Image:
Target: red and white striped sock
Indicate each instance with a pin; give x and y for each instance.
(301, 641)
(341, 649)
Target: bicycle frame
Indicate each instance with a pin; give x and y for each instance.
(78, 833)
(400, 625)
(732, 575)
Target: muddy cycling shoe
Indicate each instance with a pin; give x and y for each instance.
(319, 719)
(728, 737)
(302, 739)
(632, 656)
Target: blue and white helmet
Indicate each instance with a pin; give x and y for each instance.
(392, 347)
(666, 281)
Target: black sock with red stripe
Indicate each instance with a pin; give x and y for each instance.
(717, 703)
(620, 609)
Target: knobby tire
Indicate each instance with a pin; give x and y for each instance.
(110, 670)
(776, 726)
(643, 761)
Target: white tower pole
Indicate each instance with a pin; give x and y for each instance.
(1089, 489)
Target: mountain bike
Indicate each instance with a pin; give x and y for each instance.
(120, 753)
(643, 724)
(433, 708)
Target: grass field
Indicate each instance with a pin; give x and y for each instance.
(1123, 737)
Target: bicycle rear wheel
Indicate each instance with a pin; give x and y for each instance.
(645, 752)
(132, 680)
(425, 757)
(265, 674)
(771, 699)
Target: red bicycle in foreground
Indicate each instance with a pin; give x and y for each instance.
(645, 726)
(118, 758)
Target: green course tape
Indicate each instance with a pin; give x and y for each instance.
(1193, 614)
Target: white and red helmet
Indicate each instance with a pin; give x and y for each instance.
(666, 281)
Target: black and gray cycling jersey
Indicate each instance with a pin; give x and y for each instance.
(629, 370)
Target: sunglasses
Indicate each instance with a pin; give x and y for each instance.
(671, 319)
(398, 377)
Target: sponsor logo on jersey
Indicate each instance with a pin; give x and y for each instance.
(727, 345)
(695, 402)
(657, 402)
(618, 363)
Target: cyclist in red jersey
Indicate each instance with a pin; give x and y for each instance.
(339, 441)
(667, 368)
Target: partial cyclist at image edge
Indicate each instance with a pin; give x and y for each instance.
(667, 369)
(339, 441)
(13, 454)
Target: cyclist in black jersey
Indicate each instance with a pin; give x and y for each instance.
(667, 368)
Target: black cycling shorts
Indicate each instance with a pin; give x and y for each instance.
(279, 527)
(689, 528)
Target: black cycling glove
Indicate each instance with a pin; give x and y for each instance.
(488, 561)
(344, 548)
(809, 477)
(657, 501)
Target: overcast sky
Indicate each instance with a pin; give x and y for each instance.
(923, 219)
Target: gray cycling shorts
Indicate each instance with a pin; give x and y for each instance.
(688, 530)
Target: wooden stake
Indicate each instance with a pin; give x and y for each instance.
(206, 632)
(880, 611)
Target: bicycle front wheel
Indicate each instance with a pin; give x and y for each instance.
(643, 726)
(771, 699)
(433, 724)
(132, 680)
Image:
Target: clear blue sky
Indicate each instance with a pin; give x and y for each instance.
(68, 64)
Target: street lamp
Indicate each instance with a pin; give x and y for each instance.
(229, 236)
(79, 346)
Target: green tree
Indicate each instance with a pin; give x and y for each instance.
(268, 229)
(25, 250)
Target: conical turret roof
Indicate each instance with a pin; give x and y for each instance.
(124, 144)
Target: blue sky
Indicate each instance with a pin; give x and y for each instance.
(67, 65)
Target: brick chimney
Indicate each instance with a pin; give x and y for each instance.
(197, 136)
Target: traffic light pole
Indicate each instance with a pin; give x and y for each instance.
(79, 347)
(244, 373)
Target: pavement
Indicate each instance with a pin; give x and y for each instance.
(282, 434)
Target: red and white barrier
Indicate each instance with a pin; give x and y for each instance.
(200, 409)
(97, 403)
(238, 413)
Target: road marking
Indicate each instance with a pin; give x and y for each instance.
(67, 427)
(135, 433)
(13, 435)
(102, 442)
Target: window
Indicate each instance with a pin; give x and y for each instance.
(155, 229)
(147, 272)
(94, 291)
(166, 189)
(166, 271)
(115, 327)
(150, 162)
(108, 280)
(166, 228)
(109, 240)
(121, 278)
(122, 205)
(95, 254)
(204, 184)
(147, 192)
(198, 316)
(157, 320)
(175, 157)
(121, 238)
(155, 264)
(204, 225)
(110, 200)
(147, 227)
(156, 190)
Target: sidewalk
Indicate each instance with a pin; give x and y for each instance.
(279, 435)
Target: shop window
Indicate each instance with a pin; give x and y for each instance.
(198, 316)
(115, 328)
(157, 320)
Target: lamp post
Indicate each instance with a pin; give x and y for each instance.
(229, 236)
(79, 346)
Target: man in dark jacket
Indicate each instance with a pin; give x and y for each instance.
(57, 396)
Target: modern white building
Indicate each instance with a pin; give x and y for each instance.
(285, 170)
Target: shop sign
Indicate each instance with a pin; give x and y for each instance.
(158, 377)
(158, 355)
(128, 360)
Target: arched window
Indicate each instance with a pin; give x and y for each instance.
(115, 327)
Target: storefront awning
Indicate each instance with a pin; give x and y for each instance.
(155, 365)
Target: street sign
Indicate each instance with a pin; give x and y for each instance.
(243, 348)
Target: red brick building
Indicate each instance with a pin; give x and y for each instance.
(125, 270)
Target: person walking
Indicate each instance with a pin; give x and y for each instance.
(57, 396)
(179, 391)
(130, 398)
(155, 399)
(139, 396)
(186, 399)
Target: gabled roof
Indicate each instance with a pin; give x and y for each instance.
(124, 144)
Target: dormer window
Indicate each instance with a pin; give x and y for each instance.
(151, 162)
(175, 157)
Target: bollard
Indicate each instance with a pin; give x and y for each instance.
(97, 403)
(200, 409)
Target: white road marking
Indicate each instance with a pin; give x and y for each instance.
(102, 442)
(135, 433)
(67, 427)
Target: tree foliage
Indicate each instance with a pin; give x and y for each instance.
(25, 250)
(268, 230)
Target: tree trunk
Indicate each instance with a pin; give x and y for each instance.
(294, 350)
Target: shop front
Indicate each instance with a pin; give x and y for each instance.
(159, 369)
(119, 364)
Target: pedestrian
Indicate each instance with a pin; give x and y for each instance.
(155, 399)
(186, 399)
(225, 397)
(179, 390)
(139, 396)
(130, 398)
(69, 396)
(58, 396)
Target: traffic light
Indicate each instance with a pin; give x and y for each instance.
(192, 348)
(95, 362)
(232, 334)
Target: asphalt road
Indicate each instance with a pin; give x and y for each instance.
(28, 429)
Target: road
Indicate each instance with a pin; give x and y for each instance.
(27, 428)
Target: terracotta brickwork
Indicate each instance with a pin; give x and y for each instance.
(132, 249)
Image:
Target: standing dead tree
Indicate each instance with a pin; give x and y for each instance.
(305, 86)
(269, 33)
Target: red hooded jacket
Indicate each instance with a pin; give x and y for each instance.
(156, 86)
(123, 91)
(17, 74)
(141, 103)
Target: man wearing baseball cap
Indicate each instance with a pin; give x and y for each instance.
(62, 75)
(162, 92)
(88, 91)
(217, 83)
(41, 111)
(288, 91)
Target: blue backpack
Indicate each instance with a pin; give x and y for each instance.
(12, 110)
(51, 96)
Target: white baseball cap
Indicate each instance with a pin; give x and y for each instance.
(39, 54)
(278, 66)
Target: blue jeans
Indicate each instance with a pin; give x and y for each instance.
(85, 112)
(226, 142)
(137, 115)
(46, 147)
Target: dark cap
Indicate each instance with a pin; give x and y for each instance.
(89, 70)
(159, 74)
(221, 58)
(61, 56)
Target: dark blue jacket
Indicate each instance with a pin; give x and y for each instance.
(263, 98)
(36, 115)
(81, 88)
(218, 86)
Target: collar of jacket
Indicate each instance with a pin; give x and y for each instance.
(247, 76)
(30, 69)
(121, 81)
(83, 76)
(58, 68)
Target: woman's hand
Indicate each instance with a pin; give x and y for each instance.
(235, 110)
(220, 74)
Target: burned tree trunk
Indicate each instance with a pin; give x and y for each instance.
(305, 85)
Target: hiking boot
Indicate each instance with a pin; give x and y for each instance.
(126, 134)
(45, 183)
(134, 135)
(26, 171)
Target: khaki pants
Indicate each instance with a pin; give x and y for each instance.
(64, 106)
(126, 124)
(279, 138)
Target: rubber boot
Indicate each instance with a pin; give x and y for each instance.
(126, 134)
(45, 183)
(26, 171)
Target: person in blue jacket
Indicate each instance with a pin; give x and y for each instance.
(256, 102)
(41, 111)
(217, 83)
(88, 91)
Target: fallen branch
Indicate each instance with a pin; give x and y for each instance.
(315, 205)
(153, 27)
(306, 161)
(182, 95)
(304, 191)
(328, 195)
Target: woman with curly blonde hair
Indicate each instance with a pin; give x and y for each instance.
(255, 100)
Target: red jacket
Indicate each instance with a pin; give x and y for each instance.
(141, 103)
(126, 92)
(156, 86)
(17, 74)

YOUR INSTRUCTIONS:
Please convert the stretch of the records from the line containing "Target: mountain bike" through the line containing "(1193, 614)" into a Markdown table with the columns Row and Line. Each row should hold one line and its number, with blank lines omitted.

TASK RESULT:
| Row | Line |
|---|---|
| 1 | Target: mountain bike |
| 2 | Indicate each instance with a pin; give x and y for each instance. |
| 3 | (120, 753) |
| 4 | (643, 724) |
| 5 | (433, 708) |
| 6 | Target: grass field |
| 7 | Indicate each instance with a pin; give x and y for each instance. |
| 8 | (1123, 737) |
| 9 | Target: bicycle rear wheel |
| 10 | Indicate each instance with a pin; give x and y for each instance. |
| 11 | (645, 752) |
| 12 | (132, 680) |
| 13 | (425, 757) |
| 14 | (265, 674) |
| 15 | (771, 699) |
| 16 | Target: red bicycle in foreground |
| 17 | Indicate each instance with a pin; give x and y for each instance. |
| 18 | (645, 726) |
| 19 | (118, 758) |
| 20 | Target: green course tape |
| 21 | Indicate each instance with a pin; give x and y for each instance. |
| 22 | (1193, 614) |